# Document passage
——————
Dumping Syndrome with an ileostomy

New Topic Post Reply Printable Version
[ << Previous Thread | Next Thread >> ]

racerwife15
New Member


Date Joined Jun 2010
Total Posts : 12
   Posted 6/5/2010 9:35 PM (GMT -6)   
Has anyone ever had "Dumping Syndrome" after bowel surgery? This is what my doctor "thinks" may be happening to me...anyone have tips? How long does it last or anything you can do to feel better?

Thanks!
Exploratory surgery Sept/2009 after having "female issues", the doctor found a diverticula abscess, the "not so confident doctor" kept sending me all over town for ultrasounds and doing nothing. In the meantime, I am still wondering around in sever pain. I ended up finally getting a new gynecologist who is the greatest! She saw good reason for a hysterectomy and once in the OR, found I had severe diverticulitis and called in the greatest surgeon ever! Severe diverticulitis had buried itself underneath my uterus and had completely turned my insides to "concrete", my organs were unidentifiable. The surgeon had to "chisel" his way in just so I could have the hysterectomy. I came out of surgery with a colostomy which was NOT expected. 6 months later, May/2010, they went in to do the the colostomy take down and I still had a leak in my large intestines and now I have an ileostomy hopefully for only 6-8 weeks. This is the "short version" of my story.
——————
# Records shown
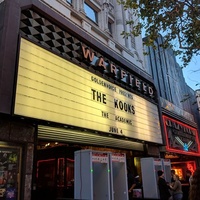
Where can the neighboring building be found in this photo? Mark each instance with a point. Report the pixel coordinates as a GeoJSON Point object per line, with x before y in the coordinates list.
{"type": "Point", "coordinates": [70, 81]}
{"type": "Point", "coordinates": [178, 111]}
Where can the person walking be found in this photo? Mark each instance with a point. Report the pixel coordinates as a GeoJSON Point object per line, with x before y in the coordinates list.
{"type": "Point", "coordinates": [163, 186]}
{"type": "Point", "coordinates": [194, 192]}
{"type": "Point", "coordinates": [176, 188]}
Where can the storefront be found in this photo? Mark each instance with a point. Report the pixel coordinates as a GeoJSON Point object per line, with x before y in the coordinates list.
{"type": "Point", "coordinates": [182, 148]}
{"type": "Point", "coordinates": [73, 93]}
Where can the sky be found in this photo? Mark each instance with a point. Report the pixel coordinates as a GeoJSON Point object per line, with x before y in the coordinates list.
{"type": "Point", "coordinates": [192, 73]}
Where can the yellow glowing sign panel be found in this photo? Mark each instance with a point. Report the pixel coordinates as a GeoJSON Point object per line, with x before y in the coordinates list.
{"type": "Point", "coordinates": [54, 89]}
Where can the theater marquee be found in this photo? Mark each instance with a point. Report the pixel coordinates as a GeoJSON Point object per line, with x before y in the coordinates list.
{"type": "Point", "coordinates": [53, 89]}
{"type": "Point", "coordinates": [180, 137]}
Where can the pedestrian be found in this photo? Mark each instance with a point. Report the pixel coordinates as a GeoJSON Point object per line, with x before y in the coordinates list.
{"type": "Point", "coordinates": [131, 183]}
{"type": "Point", "coordinates": [194, 192]}
{"type": "Point", "coordinates": [189, 176]}
{"type": "Point", "coordinates": [176, 188]}
{"type": "Point", "coordinates": [163, 186]}
{"type": "Point", "coordinates": [172, 175]}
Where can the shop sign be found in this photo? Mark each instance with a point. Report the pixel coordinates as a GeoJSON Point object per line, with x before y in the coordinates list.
{"type": "Point", "coordinates": [180, 137]}
{"type": "Point", "coordinates": [53, 89]}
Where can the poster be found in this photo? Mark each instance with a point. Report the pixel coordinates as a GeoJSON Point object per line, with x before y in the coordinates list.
{"type": "Point", "coordinates": [9, 170]}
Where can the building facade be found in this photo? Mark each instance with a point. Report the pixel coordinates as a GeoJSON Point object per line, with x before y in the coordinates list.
{"type": "Point", "coordinates": [179, 111]}
{"type": "Point", "coordinates": [70, 81]}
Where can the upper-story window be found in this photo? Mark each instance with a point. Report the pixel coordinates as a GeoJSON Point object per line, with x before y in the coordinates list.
{"type": "Point", "coordinates": [91, 13]}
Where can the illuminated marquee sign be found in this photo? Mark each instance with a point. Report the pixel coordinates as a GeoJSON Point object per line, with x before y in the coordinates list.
{"type": "Point", "coordinates": [110, 68]}
{"type": "Point", "coordinates": [53, 89]}
{"type": "Point", "coordinates": [180, 137]}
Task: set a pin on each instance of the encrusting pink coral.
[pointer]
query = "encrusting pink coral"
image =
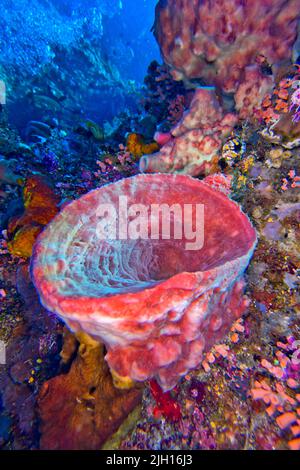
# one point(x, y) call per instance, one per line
point(218, 40)
point(193, 145)
point(156, 304)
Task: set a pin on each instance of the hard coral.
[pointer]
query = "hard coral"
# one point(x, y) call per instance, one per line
point(137, 147)
point(195, 140)
point(218, 40)
point(83, 401)
point(40, 206)
point(154, 303)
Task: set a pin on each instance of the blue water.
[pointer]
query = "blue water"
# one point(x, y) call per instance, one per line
point(90, 56)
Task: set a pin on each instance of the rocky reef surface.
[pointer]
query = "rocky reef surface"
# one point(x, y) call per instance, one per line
point(244, 392)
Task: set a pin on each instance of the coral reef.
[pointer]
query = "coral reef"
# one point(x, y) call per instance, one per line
point(131, 294)
point(218, 41)
point(137, 147)
point(195, 141)
point(84, 401)
point(40, 206)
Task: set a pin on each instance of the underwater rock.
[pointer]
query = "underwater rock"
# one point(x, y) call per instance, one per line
point(40, 206)
point(80, 410)
point(157, 304)
point(195, 140)
point(137, 147)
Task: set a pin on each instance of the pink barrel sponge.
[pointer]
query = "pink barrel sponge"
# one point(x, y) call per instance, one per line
point(157, 303)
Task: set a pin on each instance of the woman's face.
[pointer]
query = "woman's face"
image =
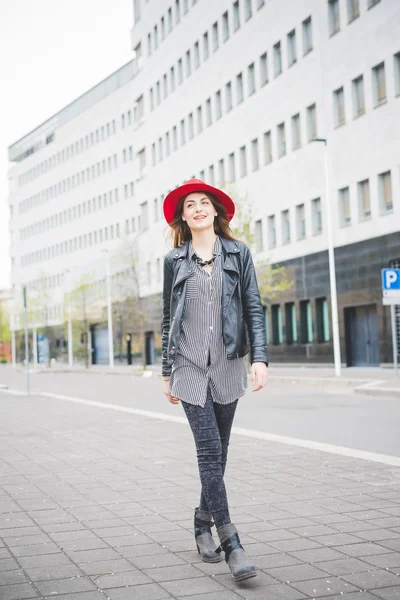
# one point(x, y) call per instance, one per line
point(198, 211)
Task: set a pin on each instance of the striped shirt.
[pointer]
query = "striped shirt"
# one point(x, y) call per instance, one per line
point(201, 359)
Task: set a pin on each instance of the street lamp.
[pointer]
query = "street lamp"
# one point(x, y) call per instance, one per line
point(109, 311)
point(70, 340)
point(332, 270)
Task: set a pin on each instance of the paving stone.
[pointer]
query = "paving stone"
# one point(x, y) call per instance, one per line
point(54, 572)
point(324, 587)
point(190, 587)
point(11, 577)
point(19, 591)
point(295, 573)
point(385, 561)
point(8, 564)
point(124, 579)
point(151, 591)
point(389, 593)
point(373, 579)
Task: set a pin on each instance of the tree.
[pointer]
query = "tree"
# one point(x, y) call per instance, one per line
point(272, 279)
point(127, 288)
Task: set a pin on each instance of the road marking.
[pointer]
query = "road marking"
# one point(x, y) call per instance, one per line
point(251, 433)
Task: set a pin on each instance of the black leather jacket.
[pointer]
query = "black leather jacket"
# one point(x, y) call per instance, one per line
point(243, 326)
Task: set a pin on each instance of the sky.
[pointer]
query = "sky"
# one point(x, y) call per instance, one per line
point(52, 51)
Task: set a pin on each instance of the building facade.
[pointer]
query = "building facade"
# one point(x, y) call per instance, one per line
point(231, 91)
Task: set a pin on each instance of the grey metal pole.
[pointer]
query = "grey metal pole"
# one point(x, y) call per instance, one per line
point(26, 340)
point(109, 314)
point(394, 338)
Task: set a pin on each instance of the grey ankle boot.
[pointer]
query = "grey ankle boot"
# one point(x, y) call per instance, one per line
point(202, 532)
point(240, 566)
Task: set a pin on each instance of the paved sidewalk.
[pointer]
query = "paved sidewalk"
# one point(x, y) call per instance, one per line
point(97, 503)
point(363, 380)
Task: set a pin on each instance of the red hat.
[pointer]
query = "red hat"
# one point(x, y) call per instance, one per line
point(171, 201)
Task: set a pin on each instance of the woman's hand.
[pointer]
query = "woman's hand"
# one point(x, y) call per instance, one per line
point(167, 393)
point(258, 375)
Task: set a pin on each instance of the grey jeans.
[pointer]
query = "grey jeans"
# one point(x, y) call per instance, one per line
point(211, 427)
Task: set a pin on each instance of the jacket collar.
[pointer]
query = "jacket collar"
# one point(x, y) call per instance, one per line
point(228, 247)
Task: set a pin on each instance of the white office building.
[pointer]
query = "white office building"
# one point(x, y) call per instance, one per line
point(230, 91)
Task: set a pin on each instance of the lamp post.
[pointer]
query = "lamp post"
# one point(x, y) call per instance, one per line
point(67, 272)
point(109, 312)
point(331, 258)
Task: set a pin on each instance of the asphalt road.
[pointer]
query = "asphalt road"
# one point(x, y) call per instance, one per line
point(333, 415)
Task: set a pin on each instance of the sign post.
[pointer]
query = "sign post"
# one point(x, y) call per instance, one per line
point(391, 296)
point(26, 338)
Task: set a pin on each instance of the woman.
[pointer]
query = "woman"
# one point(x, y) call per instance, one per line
point(212, 317)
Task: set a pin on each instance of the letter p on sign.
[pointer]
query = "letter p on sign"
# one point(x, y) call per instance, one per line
point(391, 277)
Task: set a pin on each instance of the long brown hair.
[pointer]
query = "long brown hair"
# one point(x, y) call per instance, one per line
point(180, 230)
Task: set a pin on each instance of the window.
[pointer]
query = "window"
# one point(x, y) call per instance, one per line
point(211, 177)
point(206, 48)
point(255, 162)
point(247, 10)
point(232, 167)
point(379, 84)
point(358, 96)
point(225, 26)
point(300, 222)
point(180, 71)
point(353, 9)
point(236, 16)
point(263, 69)
point(285, 220)
point(344, 207)
point(296, 133)
point(196, 55)
point(307, 36)
point(291, 323)
point(144, 213)
point(208, 112)
point(228, 96)
point(281, 140)
point(218, 105)
point(172, 78)
point(251, 79)
point(306, 332)
point(258, 235)
point(188, 64)
point(292, 50)
point(191, 126)
point(199, 119)
point(215, 37)
point(316, 215)
point(338, 106)
point(396, 60)
point(183, 132)
point(385, 192)
point(276, 314)
point(155, 37)
point(322, 317)
point(243, 161)
point(277, 59)
point(170, 20)
point(165, 85)
point(333, 17)
point(364, 202)
point(311, 122)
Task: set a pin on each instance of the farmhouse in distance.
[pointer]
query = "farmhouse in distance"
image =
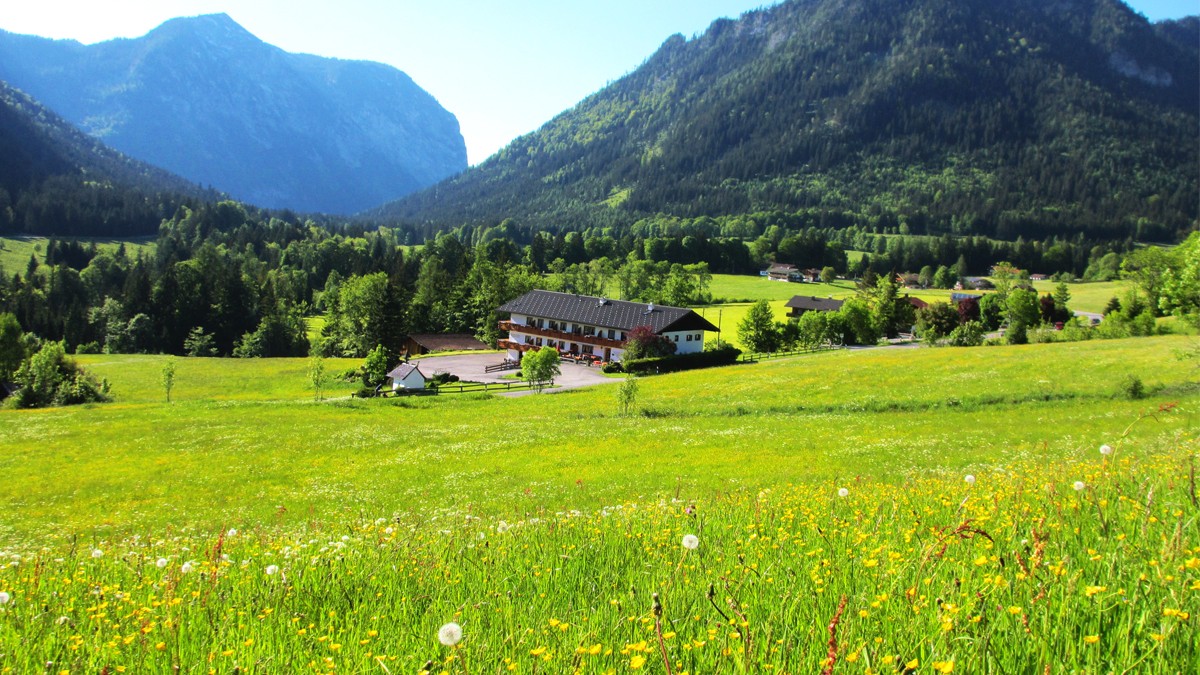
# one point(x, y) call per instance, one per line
point(597, 328)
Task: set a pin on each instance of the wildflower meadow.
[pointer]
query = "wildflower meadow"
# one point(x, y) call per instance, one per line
point(1067, 543)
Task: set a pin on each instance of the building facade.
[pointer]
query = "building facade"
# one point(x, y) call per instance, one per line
point(597, 328)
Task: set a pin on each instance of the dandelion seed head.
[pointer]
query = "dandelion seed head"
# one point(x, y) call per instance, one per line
point(450, 634)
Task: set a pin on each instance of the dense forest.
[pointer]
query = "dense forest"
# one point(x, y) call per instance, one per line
point(229, 280)
point(1006, 119)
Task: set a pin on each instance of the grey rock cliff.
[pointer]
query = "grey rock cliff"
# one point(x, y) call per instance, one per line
point(207, 100)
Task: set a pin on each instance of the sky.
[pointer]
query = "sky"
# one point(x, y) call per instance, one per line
point(502, 67)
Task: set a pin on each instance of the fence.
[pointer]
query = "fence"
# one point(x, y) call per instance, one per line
point(767, 356)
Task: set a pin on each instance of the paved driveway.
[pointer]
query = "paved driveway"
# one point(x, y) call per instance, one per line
point(471, 368)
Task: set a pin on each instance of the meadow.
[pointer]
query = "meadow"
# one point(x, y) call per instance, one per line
point(735, 294)
point(15, 251)
point(246, 525)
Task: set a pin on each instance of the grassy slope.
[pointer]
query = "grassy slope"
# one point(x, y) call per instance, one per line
point(245, 437)
point(15, 251)
point(747, 290)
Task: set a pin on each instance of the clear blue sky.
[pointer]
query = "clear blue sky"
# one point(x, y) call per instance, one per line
point(502, 66)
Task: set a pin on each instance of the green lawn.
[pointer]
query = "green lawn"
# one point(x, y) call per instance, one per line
point(244, 436)
point(721, 529)
point(15, 251)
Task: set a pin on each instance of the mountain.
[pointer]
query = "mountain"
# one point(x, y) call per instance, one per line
point(989, 117)
point(207, 100)
point(55, 179)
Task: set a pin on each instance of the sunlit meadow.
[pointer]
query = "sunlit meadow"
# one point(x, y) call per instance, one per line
point(929, 511)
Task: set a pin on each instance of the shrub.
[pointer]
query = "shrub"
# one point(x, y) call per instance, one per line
point(52, 378)
point(1133, 388)
point(970, 334)
point(682, 362)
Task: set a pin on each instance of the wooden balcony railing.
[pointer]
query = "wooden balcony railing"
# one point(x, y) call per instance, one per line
point(562, 335)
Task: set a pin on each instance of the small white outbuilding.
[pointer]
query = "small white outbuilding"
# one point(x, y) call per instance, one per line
point(407, 376)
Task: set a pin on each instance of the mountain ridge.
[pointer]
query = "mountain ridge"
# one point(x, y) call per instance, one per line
point(58, 180)
point(207, 99)
point(826, 105)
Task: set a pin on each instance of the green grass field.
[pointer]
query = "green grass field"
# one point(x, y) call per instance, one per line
point(15, 251)
point(247, 526)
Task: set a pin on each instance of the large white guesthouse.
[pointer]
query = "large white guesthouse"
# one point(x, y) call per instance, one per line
point(594, 327)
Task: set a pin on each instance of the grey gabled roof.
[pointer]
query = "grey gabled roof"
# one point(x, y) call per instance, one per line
point(814, 303)
point(403, 370)
point(603, 312)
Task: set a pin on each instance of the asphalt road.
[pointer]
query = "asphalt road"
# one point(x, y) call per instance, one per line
point(471, 368)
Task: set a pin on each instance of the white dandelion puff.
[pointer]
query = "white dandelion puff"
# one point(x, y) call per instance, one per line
point(450, 634)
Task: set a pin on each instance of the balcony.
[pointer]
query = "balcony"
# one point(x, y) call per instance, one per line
point(562, 335)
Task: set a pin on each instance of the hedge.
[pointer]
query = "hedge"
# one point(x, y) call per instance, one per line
point(726, 356)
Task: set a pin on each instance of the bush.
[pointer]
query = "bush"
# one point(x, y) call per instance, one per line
point(970, 334)
point(439, 378)
point(89, 348)
point(1133, 388)
point(682, 362)
point(52, 378)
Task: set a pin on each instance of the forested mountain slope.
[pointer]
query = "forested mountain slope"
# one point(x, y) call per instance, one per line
point(991, 117)
point(205, 99)
point(55, 179)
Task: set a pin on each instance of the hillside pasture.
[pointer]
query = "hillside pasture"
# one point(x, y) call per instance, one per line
point(873, 511)
point(15, 251)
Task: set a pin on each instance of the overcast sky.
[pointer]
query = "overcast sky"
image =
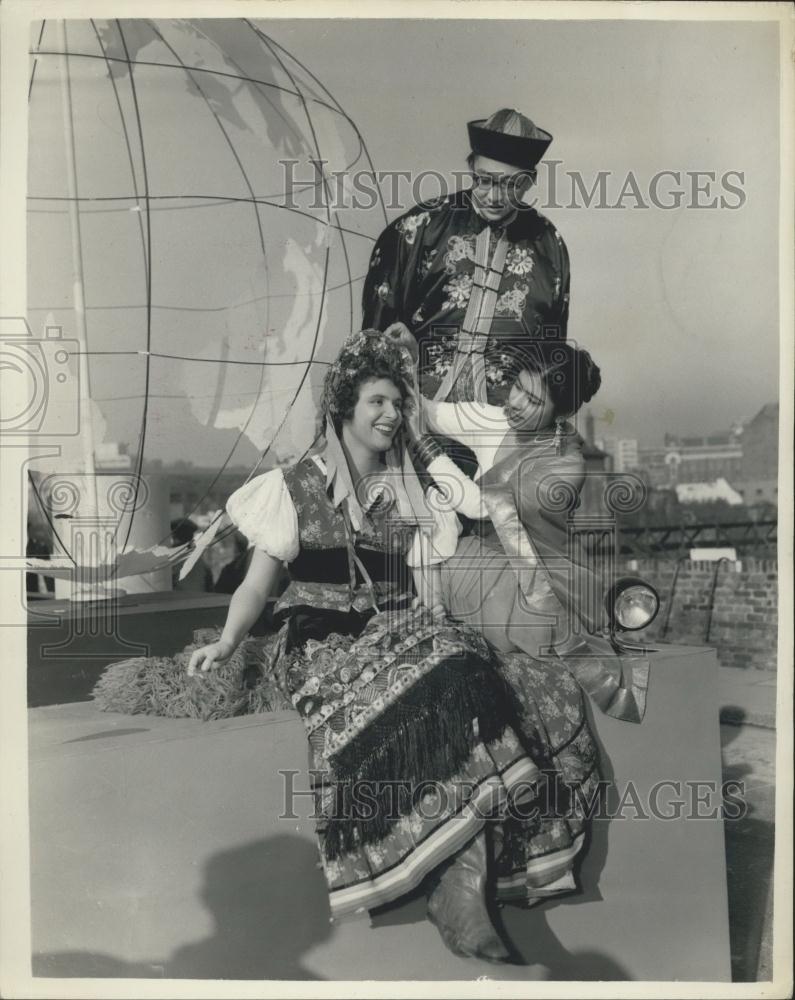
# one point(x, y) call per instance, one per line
point(679, 307)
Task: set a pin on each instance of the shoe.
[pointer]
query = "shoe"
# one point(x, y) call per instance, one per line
point(457, 905)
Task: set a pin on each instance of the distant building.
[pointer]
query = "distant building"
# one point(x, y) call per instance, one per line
point(758, 479)
point(693, 459)
point(704, 492)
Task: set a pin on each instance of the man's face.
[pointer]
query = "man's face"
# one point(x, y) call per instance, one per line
point(498, 188)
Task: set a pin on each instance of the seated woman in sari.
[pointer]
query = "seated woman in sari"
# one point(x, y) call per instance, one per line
point(395, 697)
point(517, 577)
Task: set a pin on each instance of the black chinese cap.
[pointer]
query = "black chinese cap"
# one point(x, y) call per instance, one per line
point(509, 137)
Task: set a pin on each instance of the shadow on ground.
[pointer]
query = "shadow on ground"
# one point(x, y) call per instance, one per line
point(748, 755)
point(262, 927)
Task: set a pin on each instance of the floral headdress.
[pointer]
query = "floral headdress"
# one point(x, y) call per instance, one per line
point(361, 352)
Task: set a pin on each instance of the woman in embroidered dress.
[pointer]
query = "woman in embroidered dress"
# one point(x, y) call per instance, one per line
point(516, 578)
point(415, 740)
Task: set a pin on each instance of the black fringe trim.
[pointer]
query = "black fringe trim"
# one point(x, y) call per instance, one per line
point(427, 735)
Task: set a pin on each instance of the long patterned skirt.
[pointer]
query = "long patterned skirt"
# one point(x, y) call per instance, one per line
point(418, 737)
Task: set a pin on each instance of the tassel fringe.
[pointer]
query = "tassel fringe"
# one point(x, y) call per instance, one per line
point(426, 736)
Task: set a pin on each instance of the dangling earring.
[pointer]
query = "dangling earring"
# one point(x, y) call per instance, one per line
point(559, 422)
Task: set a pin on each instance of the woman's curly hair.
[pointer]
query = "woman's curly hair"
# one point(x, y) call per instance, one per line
point(570, 374)
point(365, 356)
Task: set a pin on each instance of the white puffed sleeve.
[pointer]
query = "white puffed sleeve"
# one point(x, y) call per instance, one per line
point(264, 511)
point(440, 544)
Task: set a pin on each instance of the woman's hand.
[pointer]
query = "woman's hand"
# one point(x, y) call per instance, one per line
point(437, 611)
point(210, 656)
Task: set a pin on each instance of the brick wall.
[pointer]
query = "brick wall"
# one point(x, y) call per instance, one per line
point(745, 611)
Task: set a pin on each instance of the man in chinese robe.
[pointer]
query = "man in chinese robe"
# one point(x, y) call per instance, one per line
point(477, 269)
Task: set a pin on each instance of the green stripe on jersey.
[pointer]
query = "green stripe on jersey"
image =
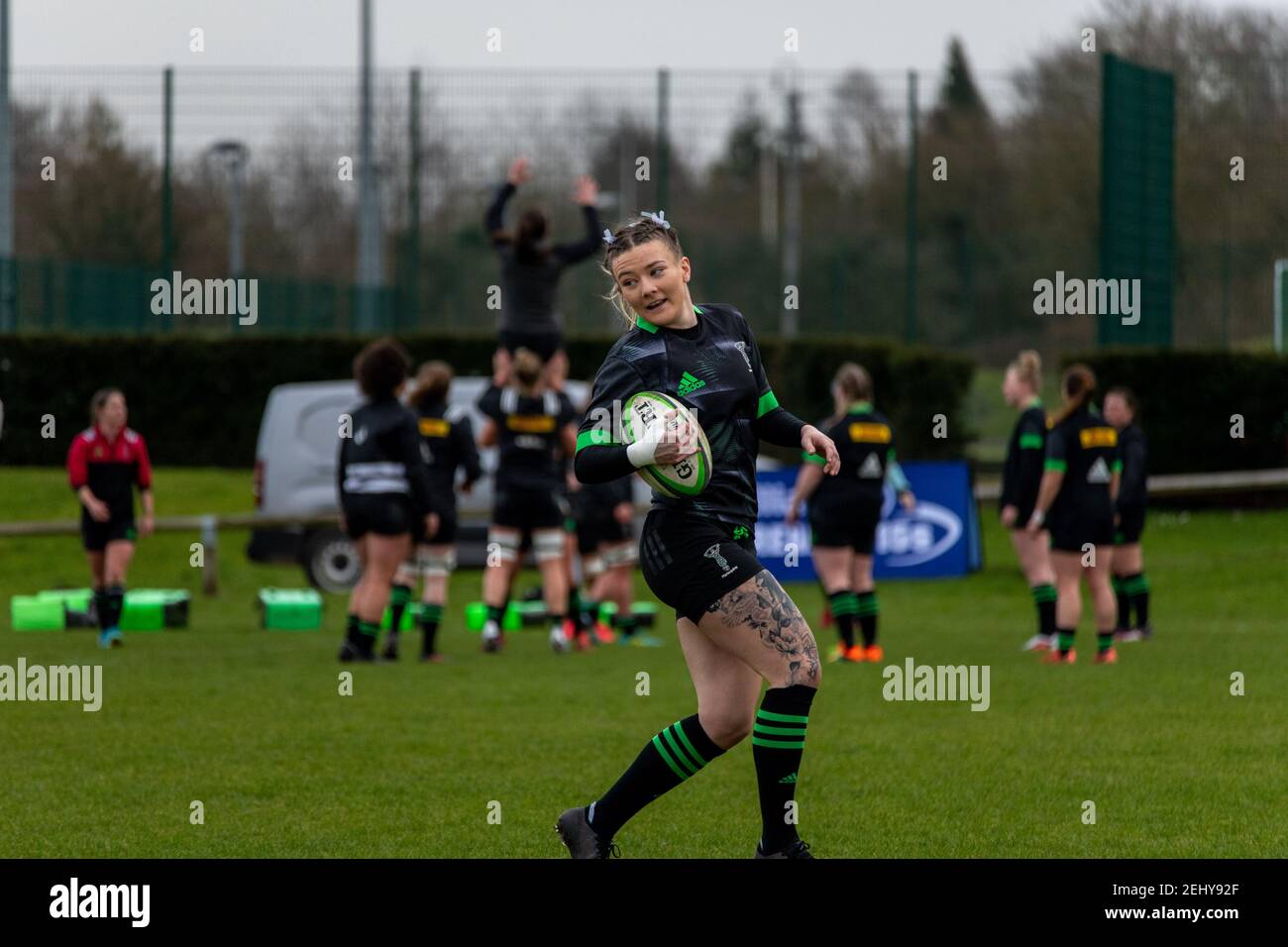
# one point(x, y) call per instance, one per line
point(768, 402)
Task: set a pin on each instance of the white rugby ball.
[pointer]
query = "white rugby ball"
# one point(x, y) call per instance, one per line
point(691, 475)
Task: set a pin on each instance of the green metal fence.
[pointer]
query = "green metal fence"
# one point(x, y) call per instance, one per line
point(885, 249)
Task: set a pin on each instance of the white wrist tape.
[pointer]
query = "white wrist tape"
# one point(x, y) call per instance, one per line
point(643, 451)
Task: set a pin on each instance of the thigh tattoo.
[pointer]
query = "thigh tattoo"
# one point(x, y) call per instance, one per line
point(767, 609)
——————
# Problem statement
In the forum post about dumping syndrome, take the part that opens with "racerwife15" and closes with "to feel better?", and write it out again with "doctor" swapped for "physician".

# Task response
racerwife15
New Member


Date Joined Jun 2010
Total Posts : 12
   Posted 6/5/2010 9:35 PM (GMT -6)   
Has anyone ever had "Dumping Syndrome" after bowel surgery? This is what my physician "thinks" may be happening to me...anyone have tips? How long does it last or anything you can do to feel better?